### EXERCISE INSTRUCTIONS
Set down exactly the lines below, starting at the one that contains "of the person" and ending at the one that contains "the soccer player", with both of those lines included and nothing else.

### RECORDS FOR PROCESSING
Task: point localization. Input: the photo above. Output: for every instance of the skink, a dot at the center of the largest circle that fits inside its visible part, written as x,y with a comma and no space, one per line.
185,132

--

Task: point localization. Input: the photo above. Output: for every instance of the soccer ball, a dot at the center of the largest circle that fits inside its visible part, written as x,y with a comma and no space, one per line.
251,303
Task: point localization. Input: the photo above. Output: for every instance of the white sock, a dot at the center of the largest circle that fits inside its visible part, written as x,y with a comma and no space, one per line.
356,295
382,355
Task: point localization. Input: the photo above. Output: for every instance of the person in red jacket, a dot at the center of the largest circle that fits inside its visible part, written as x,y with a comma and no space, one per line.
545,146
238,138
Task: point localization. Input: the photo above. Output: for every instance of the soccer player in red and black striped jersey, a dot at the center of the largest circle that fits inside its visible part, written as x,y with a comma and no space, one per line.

### SOLVED PROBLEM
Task: point localization. Input: the photo above. Output: for every instance of the person in red jacket, a dot at the center of the largest circle that fits inside its visible part, written as x,y with a comma and no space, one per line.
545,146
238,138
Task: point localization. Input: the photo above. Output: for every instance of the soccer player in red and black striped jersey, a dot at the center of the largest circle that fits inside its visible part, written as x,y with a comma and no space, one per line.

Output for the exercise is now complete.